— START —

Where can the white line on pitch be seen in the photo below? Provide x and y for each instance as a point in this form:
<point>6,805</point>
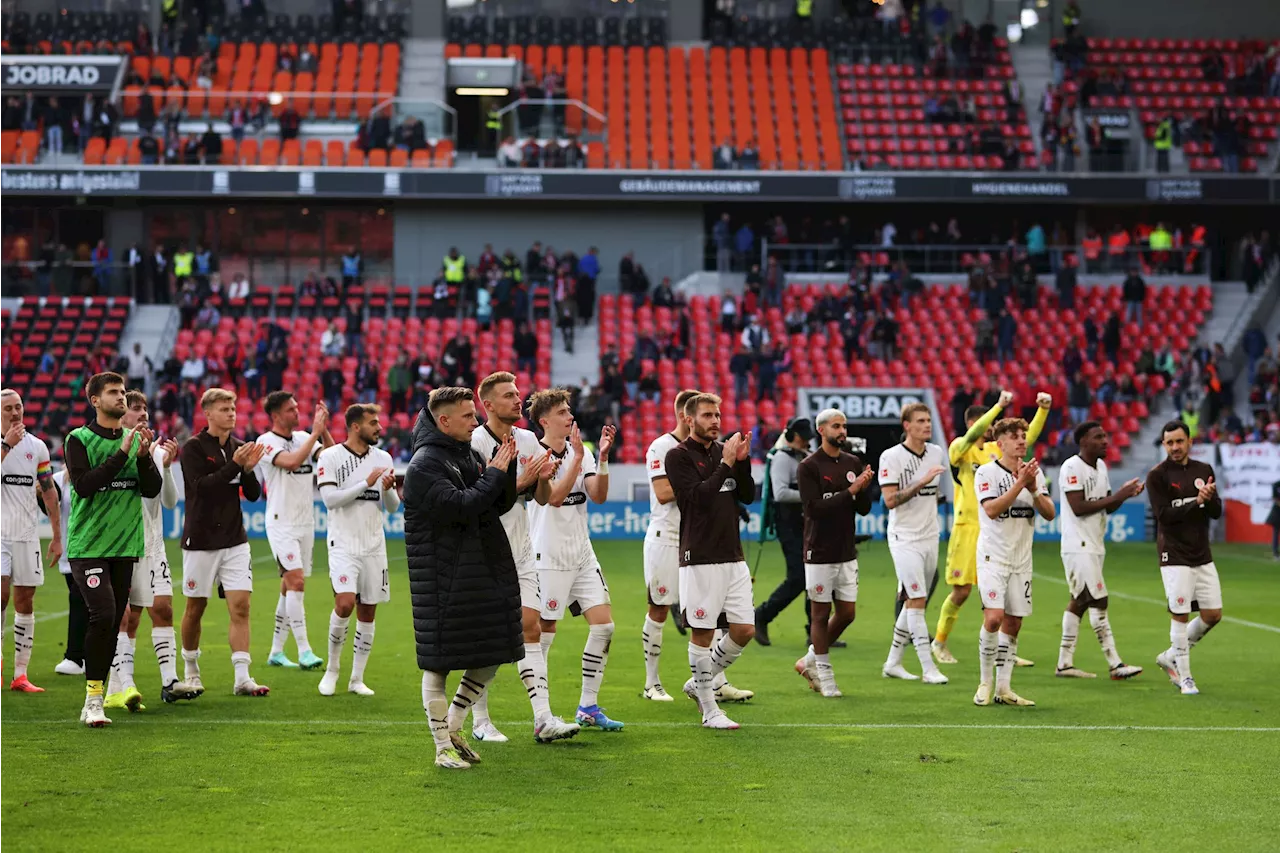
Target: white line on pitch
<point>868,726</point>
<point>1160,602</point>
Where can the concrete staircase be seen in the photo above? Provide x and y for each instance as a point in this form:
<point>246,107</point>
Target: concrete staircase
<point>1034,72</point>
<point>423,73</point>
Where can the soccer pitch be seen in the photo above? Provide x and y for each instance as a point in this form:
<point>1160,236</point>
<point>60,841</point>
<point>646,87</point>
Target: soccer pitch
<point>892,765</point>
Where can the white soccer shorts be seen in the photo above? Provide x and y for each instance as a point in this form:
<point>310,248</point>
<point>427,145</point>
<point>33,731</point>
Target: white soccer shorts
<point>1084,575</point>
<point>1187,584</point>
<point>150,579</point>
<point>716,588</point>
<point>526,571</point>
<point>662,566</point>
<point>1005,588</point>
<point>204,570</point>
<point>831,580</point>
<point>366,576</point>
<point>560,589</point>
<point>293,547</point>
<point>915,565</point>
<point>22,564</point>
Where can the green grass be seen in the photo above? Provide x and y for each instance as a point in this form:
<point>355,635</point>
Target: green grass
<point>1097,765</point>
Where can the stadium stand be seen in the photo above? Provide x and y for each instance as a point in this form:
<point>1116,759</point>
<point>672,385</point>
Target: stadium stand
<point>923,359</point>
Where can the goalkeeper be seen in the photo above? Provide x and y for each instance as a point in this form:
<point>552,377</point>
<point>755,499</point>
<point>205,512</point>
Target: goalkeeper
<point>967,454</point>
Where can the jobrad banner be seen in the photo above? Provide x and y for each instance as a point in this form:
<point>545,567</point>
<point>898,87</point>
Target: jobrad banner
<point>630,519</point>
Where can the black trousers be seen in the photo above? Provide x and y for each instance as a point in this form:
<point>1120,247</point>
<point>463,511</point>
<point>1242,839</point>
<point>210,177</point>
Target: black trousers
<point>105,587</point>
<point>791,585</point>
<point>77,621</point>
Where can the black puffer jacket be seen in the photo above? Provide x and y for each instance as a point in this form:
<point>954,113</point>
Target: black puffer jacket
<point>461,574</point>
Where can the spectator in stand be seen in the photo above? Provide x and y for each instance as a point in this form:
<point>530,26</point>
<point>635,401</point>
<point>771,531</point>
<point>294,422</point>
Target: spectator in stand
<point>332,383</point>
<point>398,383</point>
<point>289,123</point>
<point>1134,292</point>
<point>1111,338</point>
<point>725,156</point>
<point>526,350</point>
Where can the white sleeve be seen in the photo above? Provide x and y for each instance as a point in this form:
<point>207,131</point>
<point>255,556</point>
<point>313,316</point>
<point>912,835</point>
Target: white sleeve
<point>1069,477</point>
<point>654,463</point>
<point>983,487</point>
<point>891,468</point>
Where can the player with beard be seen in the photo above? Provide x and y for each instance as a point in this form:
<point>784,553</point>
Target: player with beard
<point>534,468</point>
<point>152,584</point>
<point>291,529</point>
<point>709,478</point>
<point>833,488</point>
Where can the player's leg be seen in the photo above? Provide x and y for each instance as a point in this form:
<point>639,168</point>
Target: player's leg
<point>236,574</point>
<point>1079,591</point>
<point>437,708</point>
<point>339,619</point>
<point>1176,661</point>
<point>593,596</point>
<point>77,623</point>
<point>27,576</point>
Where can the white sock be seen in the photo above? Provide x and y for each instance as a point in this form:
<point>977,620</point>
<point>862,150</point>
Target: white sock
<point>987,644</point>
<point>652,637</point>
<point>163,642</point>
<point>1180,647</point>
<point>282,625</point>
<point>595,656</point>
<point>23,638</point>
<point>920,638</point>
<point>1070,633</point>
<point>240,662</point>
<point>901,638</point>
<point>1196,632</point>
<point>471,685</point>
<point>364,646</point>
<point>1004,661</point>
<point>700,665</point>
<point>190,665</point>
<point>723,653</point>
<point>122,648</point>
<point>298,620</point>
<point>127,661</point>
<point>1106,639</point>
<point>533,673</point>
<point>337,641</point>
<point>437,708</point>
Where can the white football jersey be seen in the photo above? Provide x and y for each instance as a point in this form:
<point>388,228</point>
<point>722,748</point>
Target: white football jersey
<point>1008,538</point>
<point>289,495</point>
<point>515,520</point>
<point>1087,534</point>
<point>662,516</point>
<point>64,498</point>
<point>918,519</point>
<point>355,529</point>
<point>152,511</point>
<point>19,473</point>
<point>560,533</point>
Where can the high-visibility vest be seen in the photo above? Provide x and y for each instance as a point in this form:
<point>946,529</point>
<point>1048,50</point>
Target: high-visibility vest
<point>455,269</point>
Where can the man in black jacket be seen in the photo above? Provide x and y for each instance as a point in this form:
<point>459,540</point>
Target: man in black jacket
<point>458,553</point>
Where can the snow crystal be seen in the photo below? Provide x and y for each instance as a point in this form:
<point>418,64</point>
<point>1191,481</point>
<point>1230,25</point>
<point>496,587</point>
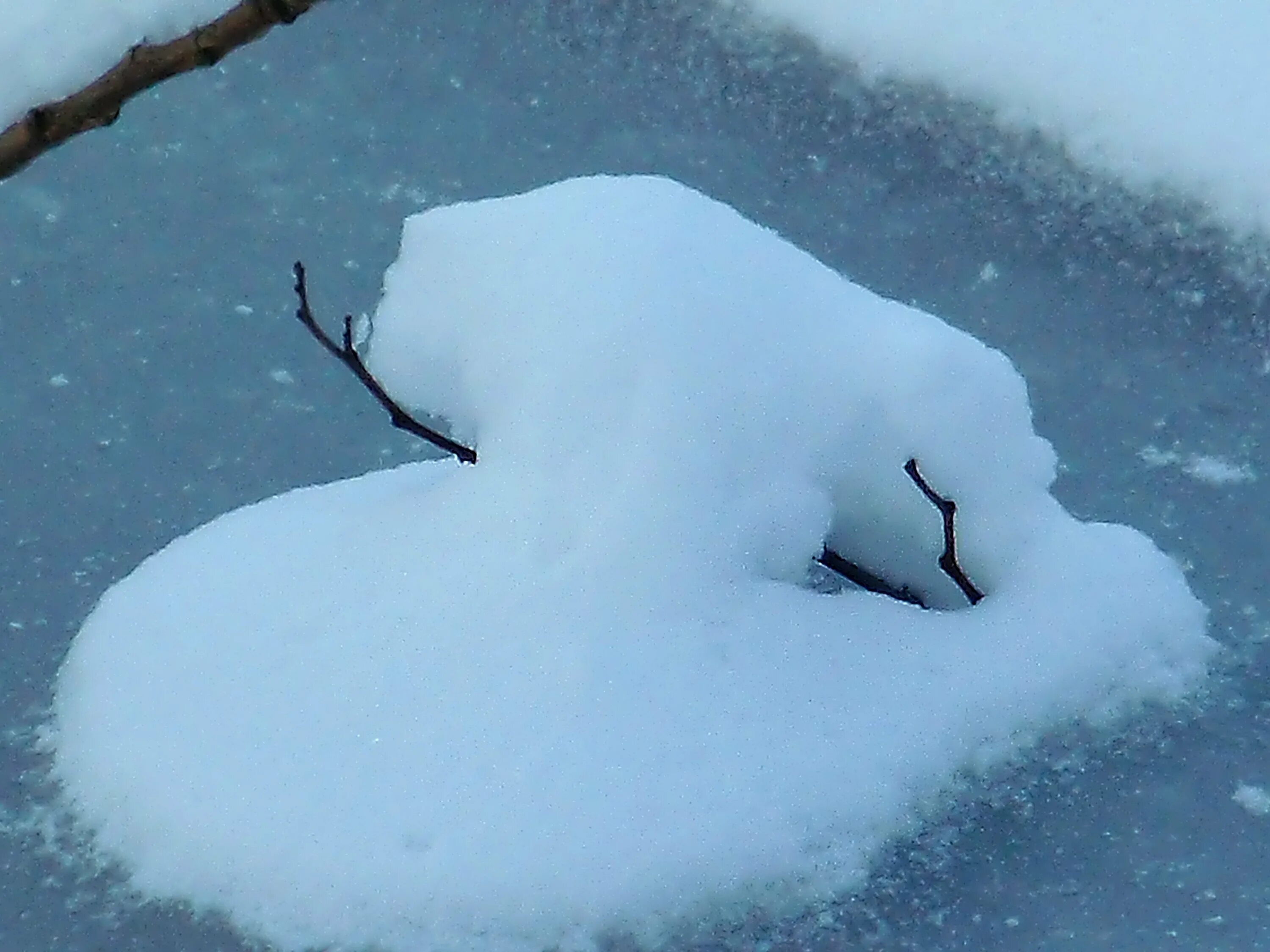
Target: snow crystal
<point>585,685</point>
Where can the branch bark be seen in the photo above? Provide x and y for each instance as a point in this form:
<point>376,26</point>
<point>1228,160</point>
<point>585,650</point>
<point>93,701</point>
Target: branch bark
<point>948,511</point>
<point>143,66</point>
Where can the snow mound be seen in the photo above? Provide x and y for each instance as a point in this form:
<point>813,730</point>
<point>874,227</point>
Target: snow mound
<point>583,685</point>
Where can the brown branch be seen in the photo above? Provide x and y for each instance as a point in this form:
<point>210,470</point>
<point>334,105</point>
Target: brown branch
<point>141,68</point>
<point>347,355</point>
<point>948,509</point>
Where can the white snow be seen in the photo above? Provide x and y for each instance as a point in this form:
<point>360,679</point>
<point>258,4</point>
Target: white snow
<point>583,685</point>
<point>50,49</point>
<point>1151,91</point>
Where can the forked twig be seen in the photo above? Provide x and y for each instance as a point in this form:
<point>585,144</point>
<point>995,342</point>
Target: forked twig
<point>948,559</point>
<point>347,355</point>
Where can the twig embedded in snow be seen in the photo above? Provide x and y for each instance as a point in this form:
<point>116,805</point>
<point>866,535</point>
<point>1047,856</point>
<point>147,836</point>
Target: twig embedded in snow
<point>347,355</point>
<point>865,579</point>
<point>948,559</point>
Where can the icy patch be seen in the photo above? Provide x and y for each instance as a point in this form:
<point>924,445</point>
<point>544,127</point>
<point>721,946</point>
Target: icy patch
<point>1166,92</point>
<point>583,685</point>
<point>1213,470</point>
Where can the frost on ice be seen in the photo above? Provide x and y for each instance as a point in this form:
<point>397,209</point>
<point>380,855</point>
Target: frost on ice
<point>585,683</point>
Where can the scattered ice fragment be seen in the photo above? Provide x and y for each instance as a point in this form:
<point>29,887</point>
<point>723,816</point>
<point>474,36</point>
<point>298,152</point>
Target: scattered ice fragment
<point>1215,470</point>
<point>1255,800</point>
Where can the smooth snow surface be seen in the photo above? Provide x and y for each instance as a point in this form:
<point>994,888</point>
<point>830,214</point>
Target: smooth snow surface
<point>583,683</point>
<point>50,49</point>
<point>1152,91</point>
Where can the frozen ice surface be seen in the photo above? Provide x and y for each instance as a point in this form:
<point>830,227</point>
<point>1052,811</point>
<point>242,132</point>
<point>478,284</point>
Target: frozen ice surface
<point>1154,92</point>
<point>582,685</point>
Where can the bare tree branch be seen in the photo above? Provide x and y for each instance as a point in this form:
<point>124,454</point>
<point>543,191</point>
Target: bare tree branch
<point>347,355</point>
<point>144,66</point>
<point>865,579</point>
<point>948,509</point>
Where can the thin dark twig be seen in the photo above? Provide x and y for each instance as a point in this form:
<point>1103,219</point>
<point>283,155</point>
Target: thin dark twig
<point>865,579</point>
<point>948,559</point>
<point>347,355</point>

— END —

### GIVEN EXERCISE:
Rescale the records from their start through the line holding "<point>892,765</point>", inclusive, and give only those lines again, requests included, with the pictures left out. Multiply every answer coordinate by 2.1 and round each result to a whole number, halves up, while keeping the numbers in the requests and their format samples unchanged.

### RESPONSE:
Where can the white line on pitch be seen in the photo below? Provide x and y for each instance as a point in this form:
<point>6,805</point>
Target: white line on pitch
<point>1823,1525</point>
<point>2436,1264</point>
Where can the concrete staircase be seen in the photo above? Provide x and y for each instance as a point in this form:
<point>246,107</point>
Target: concrete staircase
<point>2171,151</point>
<point>888,153</point>
Where can the soccer pitch be seen in the photo above? Provide x and y for each instance as a point in this form:
<point>1160,236</point>
<point>60,841</point>
<point>646,87</point>
Target: soccer pitch
<point>1873,1607</point>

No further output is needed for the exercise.